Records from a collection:
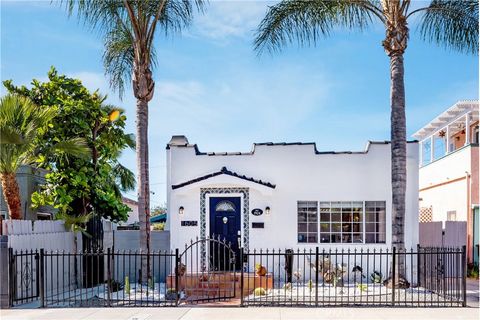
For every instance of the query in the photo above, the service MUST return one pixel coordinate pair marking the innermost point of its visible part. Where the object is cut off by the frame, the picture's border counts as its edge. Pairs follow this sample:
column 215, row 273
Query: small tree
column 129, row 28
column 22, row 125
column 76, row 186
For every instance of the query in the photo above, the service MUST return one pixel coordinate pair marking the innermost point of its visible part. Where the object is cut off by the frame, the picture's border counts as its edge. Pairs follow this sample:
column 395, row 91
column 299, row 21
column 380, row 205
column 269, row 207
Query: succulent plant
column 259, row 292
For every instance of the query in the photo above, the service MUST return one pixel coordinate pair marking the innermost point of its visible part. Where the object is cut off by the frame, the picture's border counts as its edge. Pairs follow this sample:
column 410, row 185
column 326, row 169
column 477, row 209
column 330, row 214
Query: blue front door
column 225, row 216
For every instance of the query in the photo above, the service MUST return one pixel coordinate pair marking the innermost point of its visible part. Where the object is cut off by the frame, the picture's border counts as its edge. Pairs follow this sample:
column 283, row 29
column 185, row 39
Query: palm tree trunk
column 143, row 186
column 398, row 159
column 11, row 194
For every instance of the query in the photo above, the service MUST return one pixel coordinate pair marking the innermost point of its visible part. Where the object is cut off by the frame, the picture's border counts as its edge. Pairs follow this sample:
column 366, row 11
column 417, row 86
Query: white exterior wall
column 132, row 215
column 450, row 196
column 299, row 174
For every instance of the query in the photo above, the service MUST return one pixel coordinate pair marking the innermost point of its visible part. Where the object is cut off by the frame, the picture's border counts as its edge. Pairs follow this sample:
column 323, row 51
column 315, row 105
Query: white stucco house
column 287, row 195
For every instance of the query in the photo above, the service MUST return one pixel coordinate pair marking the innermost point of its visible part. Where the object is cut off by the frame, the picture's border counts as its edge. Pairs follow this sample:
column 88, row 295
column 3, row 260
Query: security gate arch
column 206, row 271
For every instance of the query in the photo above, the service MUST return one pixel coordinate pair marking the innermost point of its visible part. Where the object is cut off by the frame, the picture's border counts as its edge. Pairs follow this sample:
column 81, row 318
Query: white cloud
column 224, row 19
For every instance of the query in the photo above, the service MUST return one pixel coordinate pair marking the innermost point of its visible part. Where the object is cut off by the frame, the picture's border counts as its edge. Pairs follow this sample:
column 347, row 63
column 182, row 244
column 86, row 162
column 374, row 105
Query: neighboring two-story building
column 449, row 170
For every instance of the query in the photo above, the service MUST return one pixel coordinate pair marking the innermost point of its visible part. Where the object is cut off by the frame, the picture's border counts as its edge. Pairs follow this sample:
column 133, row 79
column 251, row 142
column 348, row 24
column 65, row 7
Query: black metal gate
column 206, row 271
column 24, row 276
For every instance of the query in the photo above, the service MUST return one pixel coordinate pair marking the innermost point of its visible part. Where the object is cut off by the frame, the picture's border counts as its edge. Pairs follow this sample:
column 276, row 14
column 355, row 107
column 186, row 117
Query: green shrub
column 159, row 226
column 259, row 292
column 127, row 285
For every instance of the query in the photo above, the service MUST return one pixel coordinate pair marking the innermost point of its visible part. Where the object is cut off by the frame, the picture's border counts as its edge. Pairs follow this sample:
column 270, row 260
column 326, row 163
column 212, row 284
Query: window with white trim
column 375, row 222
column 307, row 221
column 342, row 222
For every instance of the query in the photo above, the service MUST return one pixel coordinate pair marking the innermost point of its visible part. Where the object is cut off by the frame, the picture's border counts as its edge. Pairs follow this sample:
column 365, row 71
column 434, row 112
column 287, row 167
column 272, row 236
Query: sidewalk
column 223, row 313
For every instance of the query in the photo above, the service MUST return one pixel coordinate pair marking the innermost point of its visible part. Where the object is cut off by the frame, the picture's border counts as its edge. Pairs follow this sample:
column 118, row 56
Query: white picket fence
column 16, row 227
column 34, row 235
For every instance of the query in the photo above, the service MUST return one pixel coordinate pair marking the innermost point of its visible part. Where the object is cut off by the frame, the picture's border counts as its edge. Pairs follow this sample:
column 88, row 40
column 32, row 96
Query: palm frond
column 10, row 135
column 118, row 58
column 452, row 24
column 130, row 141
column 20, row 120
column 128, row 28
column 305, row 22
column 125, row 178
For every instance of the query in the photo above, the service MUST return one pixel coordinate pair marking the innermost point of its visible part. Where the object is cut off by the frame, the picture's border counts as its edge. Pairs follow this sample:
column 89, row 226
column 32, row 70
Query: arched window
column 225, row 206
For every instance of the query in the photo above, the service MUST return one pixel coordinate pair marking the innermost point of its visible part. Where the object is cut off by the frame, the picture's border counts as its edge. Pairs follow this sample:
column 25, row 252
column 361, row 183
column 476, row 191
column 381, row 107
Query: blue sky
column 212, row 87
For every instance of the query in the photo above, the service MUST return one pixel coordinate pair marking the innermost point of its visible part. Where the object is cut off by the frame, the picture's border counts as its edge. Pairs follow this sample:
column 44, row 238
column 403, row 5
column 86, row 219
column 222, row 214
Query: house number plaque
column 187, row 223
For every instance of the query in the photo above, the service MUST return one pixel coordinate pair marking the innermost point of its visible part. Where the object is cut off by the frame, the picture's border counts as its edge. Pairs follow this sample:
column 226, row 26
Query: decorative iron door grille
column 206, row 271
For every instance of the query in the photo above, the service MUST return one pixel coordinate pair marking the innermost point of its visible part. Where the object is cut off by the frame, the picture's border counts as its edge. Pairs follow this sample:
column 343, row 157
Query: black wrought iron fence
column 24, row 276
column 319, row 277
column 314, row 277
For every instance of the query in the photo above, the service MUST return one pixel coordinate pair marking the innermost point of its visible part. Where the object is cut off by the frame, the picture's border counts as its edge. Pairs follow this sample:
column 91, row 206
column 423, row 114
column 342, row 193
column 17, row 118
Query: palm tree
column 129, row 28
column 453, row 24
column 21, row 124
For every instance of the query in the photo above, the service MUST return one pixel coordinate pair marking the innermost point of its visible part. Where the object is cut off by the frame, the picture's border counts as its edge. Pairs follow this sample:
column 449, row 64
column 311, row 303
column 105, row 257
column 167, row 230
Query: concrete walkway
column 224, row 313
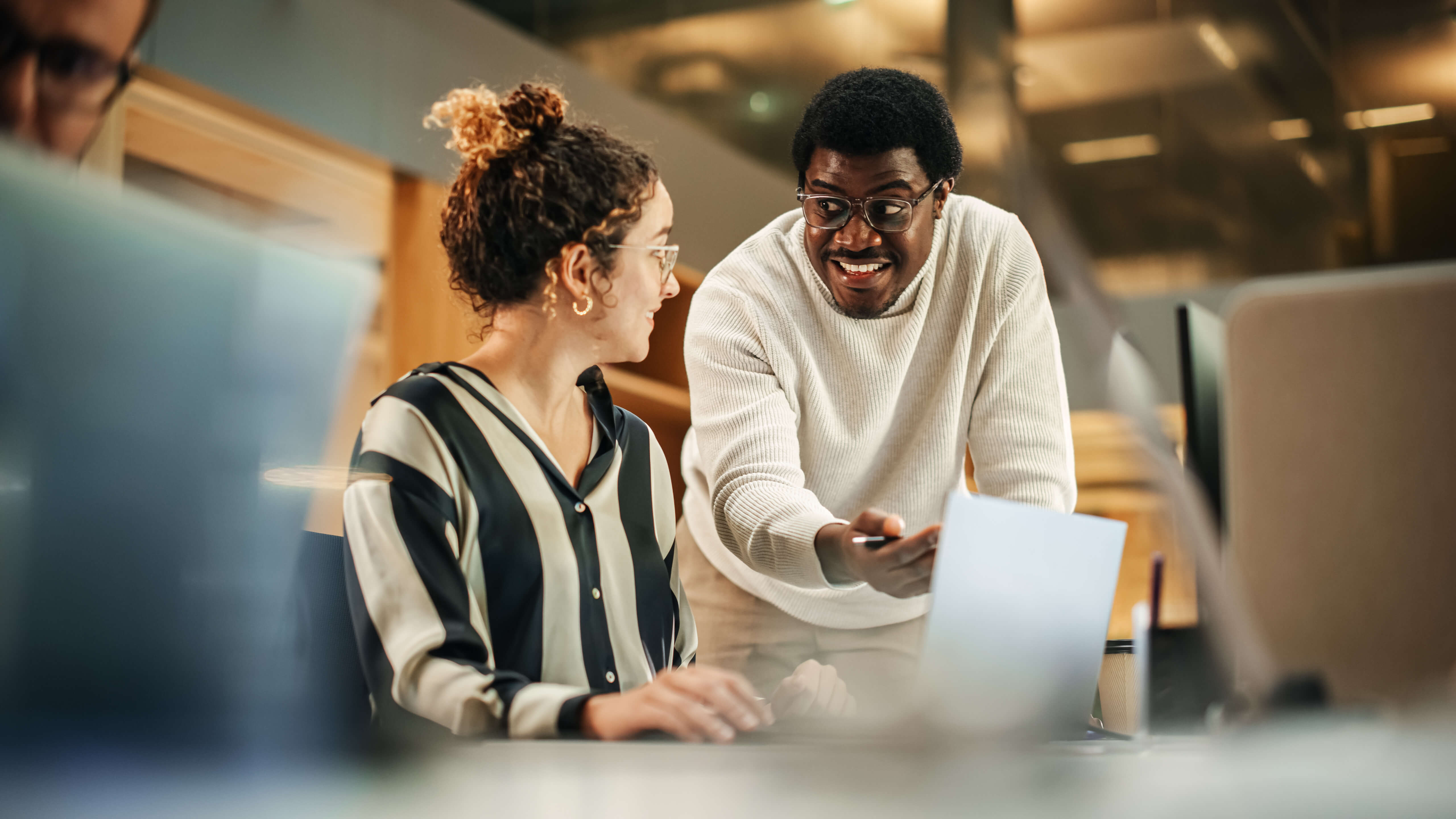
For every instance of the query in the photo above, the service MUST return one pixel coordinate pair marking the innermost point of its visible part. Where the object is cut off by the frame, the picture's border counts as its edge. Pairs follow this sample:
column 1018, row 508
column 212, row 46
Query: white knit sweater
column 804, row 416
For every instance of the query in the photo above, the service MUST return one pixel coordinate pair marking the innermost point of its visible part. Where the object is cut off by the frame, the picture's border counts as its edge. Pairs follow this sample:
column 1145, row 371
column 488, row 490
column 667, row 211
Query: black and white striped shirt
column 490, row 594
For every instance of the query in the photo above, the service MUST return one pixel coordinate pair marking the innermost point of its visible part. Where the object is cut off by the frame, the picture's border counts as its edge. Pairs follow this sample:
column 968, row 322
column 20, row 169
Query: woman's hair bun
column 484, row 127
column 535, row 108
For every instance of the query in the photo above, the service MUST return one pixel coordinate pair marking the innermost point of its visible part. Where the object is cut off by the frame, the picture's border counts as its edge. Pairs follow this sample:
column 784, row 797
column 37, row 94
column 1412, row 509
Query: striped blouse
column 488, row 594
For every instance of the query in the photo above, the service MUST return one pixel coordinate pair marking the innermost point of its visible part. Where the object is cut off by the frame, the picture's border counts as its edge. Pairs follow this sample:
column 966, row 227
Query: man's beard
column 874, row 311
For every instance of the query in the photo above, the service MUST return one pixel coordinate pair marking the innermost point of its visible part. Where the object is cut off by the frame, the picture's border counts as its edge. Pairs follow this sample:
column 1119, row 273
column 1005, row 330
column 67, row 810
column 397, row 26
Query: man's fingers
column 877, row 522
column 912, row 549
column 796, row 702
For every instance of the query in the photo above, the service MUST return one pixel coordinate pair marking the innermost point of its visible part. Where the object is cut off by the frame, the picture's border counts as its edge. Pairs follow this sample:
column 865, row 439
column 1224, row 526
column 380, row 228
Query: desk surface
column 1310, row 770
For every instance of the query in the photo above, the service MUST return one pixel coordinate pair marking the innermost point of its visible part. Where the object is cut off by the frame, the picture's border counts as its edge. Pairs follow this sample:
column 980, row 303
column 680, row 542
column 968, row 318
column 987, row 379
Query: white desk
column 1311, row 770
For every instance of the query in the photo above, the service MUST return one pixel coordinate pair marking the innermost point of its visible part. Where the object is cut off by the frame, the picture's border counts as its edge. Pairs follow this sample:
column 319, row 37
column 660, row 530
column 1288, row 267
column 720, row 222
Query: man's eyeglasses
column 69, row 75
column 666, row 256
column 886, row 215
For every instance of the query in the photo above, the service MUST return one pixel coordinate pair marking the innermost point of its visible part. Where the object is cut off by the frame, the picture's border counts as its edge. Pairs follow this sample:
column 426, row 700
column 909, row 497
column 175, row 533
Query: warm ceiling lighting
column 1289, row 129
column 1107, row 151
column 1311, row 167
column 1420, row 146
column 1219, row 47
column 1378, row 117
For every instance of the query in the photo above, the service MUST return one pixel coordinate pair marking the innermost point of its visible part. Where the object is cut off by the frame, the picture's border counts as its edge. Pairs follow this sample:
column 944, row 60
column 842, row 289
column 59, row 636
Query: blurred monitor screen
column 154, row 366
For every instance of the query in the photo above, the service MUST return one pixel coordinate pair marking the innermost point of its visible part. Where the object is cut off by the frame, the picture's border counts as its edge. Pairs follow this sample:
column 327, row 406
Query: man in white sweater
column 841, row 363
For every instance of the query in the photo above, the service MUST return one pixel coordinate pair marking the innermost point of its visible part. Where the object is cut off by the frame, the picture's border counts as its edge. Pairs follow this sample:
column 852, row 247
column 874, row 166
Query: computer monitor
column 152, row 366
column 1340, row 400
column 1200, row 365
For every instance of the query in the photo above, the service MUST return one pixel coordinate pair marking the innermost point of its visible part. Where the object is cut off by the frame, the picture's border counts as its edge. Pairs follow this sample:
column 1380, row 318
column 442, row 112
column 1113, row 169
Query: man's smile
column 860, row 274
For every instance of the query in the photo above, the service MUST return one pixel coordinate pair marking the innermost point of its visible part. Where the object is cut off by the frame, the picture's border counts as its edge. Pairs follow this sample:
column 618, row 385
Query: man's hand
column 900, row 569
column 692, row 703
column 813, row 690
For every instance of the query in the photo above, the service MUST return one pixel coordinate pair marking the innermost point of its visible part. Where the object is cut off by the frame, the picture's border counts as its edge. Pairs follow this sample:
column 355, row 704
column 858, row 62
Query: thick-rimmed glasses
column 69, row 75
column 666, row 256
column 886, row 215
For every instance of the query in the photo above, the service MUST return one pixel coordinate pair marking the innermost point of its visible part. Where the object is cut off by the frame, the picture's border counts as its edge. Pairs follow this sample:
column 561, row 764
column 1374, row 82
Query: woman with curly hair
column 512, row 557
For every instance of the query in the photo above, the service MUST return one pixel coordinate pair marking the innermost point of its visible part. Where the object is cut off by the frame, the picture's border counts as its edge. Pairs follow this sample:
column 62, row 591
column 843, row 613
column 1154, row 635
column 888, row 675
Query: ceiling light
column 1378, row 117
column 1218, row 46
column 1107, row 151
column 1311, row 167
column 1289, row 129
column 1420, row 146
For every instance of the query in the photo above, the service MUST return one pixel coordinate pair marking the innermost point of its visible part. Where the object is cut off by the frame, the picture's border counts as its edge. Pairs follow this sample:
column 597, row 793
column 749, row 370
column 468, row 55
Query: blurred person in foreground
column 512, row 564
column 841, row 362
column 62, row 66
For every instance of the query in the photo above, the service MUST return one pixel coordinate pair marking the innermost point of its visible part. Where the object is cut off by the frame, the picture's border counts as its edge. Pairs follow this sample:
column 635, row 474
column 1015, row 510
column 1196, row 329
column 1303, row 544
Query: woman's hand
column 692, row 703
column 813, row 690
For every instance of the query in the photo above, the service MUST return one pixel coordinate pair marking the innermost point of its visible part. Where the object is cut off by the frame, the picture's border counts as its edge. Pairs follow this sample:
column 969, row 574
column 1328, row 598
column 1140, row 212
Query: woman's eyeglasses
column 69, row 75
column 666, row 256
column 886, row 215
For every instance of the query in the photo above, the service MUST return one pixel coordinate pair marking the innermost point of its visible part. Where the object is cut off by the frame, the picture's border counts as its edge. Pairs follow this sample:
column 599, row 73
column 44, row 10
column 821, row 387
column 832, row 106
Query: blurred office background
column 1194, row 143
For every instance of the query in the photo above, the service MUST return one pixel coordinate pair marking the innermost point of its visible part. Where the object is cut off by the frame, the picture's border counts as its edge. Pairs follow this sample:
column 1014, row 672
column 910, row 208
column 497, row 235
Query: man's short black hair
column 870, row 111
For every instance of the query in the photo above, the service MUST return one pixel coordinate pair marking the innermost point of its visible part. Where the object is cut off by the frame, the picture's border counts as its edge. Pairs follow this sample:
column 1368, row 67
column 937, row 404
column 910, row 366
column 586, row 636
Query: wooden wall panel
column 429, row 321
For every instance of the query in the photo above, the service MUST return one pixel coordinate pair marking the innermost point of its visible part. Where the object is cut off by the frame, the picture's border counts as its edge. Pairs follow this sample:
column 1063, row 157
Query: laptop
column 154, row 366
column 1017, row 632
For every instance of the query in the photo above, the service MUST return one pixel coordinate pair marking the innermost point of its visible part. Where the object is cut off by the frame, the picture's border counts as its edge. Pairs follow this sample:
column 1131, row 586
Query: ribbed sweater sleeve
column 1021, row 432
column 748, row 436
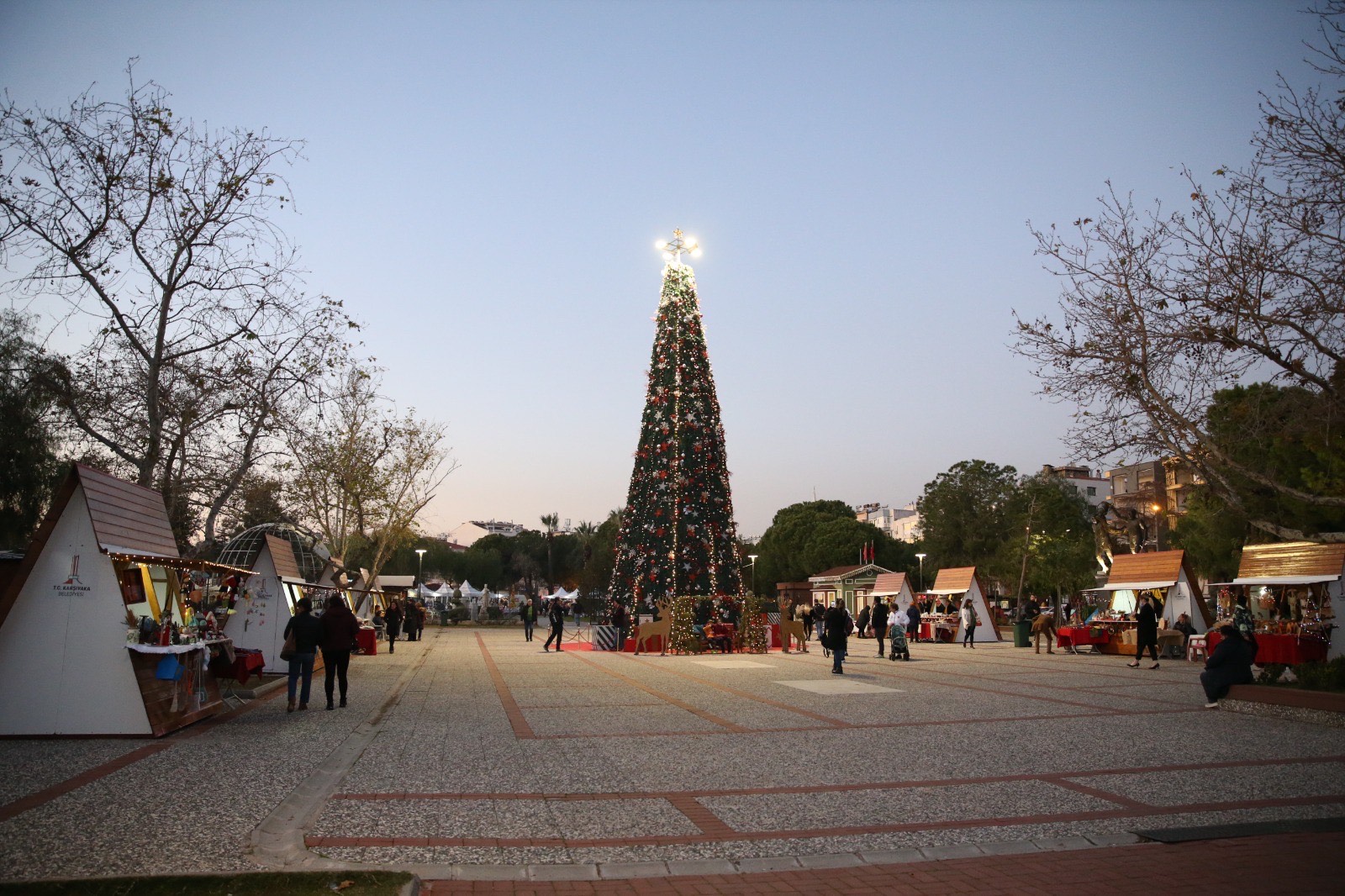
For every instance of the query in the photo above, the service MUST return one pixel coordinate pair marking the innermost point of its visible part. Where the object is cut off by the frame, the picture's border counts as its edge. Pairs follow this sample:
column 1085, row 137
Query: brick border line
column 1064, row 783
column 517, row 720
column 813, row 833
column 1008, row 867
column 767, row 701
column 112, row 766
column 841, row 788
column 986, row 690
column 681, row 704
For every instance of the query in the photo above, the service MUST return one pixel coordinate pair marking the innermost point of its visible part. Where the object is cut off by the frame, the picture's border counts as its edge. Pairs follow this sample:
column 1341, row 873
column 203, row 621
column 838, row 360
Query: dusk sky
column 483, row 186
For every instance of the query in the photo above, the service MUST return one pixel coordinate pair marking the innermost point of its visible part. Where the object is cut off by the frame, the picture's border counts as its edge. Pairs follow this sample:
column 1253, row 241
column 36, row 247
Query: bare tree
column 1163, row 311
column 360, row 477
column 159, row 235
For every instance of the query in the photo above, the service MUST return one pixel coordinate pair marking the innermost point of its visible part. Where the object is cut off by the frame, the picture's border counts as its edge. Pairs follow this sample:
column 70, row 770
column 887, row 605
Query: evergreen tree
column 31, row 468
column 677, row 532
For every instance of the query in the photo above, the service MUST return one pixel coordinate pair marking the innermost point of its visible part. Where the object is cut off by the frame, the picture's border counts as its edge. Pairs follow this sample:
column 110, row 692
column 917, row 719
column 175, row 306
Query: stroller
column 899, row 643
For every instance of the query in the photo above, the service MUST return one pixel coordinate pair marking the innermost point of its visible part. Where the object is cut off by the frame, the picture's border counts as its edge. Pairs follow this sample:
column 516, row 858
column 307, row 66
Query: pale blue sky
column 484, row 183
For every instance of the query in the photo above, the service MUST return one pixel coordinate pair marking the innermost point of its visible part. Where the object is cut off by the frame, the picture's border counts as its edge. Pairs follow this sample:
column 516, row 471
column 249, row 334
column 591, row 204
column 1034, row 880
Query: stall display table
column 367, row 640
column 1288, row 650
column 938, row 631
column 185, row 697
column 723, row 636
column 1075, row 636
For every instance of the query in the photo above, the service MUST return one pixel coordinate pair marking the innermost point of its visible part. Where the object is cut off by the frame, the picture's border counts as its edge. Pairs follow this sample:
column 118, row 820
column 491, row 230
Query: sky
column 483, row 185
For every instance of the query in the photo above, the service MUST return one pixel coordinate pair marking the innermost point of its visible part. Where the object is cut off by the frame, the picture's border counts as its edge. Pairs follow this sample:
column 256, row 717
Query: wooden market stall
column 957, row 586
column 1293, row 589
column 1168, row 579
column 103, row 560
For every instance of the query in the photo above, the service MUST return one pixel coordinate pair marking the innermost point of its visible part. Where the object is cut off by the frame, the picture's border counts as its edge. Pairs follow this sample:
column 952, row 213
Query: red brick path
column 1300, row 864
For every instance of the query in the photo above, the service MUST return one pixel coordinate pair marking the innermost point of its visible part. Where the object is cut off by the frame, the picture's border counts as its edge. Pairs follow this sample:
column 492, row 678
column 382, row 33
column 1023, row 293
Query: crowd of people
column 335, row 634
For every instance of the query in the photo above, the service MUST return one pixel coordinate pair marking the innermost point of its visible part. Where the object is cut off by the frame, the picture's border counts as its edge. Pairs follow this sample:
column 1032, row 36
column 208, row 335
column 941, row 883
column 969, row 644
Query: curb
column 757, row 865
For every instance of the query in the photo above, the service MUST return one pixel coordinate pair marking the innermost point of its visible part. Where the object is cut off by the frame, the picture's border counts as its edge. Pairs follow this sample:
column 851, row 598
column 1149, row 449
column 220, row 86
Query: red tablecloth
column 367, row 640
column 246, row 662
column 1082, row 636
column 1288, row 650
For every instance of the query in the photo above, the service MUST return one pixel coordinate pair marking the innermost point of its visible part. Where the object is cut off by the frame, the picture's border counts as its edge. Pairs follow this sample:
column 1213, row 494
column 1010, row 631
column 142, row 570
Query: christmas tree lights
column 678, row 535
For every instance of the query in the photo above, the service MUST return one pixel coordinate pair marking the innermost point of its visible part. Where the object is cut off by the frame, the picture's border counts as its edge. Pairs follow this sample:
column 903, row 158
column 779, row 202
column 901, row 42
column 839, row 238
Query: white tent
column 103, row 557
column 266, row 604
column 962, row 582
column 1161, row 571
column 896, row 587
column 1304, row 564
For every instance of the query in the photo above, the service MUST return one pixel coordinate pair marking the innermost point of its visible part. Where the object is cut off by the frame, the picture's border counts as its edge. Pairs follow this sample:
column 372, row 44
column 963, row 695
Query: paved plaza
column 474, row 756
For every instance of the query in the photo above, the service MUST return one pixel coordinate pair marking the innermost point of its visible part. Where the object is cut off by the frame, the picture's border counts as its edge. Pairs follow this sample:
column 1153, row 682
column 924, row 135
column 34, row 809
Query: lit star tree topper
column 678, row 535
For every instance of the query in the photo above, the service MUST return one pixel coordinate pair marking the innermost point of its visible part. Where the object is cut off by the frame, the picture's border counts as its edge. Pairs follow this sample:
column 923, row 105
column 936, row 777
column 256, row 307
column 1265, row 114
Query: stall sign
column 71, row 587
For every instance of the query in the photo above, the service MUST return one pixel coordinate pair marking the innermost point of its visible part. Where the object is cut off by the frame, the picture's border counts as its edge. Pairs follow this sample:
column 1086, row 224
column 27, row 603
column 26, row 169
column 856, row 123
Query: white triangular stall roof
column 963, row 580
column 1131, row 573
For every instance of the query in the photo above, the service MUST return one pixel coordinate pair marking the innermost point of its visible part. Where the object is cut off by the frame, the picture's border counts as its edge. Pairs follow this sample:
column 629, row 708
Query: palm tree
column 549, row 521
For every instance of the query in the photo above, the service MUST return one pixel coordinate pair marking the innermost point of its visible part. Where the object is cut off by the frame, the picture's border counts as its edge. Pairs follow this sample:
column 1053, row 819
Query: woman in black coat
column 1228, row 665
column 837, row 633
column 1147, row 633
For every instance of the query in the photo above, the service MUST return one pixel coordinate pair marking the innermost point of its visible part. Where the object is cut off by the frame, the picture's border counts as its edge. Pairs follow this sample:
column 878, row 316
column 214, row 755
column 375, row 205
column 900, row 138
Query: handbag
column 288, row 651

● **TASK OBJECTIVE**: Reproduce the lines from the start of the data through the line containing "column 76, row 186", exchanging "small tree" for "sapling" and leaving everything else unchanged. Omit the pictures from your answer.

● **WRITTEN ANSWER**:
For every instance of the query in the photo above, the service MUST return one pixel coordinate pair marking the innermost point of its visible part. Where the object is cut off by the frame, the picture's border counts as its edge. Pairs follow this sample:
column 215, row 273
Query: sapling
column 129, row 28
column 22, row 125
column 76, row 186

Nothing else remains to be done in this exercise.